### Records to process
==============================

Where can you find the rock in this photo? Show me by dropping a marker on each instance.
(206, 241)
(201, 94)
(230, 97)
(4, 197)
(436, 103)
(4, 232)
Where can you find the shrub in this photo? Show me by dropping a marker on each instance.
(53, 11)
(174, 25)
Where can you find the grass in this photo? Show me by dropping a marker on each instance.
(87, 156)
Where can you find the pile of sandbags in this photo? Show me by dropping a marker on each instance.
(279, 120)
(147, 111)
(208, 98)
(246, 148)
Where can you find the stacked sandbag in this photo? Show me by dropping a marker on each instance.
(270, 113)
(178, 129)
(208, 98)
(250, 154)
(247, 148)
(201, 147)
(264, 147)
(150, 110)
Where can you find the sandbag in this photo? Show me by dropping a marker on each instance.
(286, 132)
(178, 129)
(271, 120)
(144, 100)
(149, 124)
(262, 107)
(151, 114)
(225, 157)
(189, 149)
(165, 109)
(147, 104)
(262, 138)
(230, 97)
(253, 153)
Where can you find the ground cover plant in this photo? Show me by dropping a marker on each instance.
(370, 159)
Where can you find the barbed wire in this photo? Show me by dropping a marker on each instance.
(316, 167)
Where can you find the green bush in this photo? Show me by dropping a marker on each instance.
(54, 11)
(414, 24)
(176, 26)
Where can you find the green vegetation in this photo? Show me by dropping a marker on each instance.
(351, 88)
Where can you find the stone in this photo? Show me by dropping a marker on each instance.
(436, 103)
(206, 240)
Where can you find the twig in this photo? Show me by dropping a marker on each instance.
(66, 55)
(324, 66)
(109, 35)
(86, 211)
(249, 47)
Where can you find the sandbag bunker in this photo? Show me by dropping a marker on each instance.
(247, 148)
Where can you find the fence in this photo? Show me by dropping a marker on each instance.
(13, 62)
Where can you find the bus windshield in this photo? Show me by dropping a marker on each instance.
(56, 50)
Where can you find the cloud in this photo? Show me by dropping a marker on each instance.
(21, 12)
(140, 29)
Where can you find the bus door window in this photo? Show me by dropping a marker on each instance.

==============================

The requested lines run from the one with "Where can you find the stacked" through the last line of the records. Return them exactly.

Where can you find the stacked sandbag in this photo? Show me by dropping a marker on each instance.
(270, 113)
(178, 129)
(208, 98)
(250, 154)
(247, 148)
(201, 147)
(264, 147)
(150, 110)
Where can you find the sandbag in this photo? Show me by dropping a marker on each instance.
(286, 132)
(178, 129)
(271, 120)
(144, 100)
(149, 124)
(262, 107)
(151, 114)
(225, 157)
(189, 149)
(165, 109)
(147, 104)
(262, 138)
(230, 97)
(253, 153)
Where can you find the ground cover plant in this photo? Show me by dropping a marker on each instance.
(370, 159)
Where can you find the barbed wire in this photo? Show me by dropping a marker on each instance.
(316, 167)
Where can you find the green bush in this photo? Show me by dropping a marker on each instance.
(54, 11)
(414, 24)
(176, 26)
Where can you find the green vegetation in this photo? Show me by dropping a marker on each instance.
(351, 88)
Where can you find the stone in this photo? Show me by dropping a marker on each instance.
(436, 103)
(206, 240)
Where can you find the twig in this photo? Show me by dropping a marker on each instance.
(66, 55)
(324, 66)
(109, 35)
(86, 211)
(249, 47)
Where can you find the sandbag bunker in this photo? Show me by dropping a marker on each instance.
(247, 148)
Where can you find the fence in this photo? Show me by dropping a marker on each instance.
(13, 62)
Where can you find the bus windshield in this photo? Show me by dropping a marker on each instance.
(56, 50)
Where can you find the cloud in this photo? Show me by dropping a marker on each instance.
(21, 12)
(140, 29)
Where can you find the bus door window in this photo? Show me by dropping a marker on each instance.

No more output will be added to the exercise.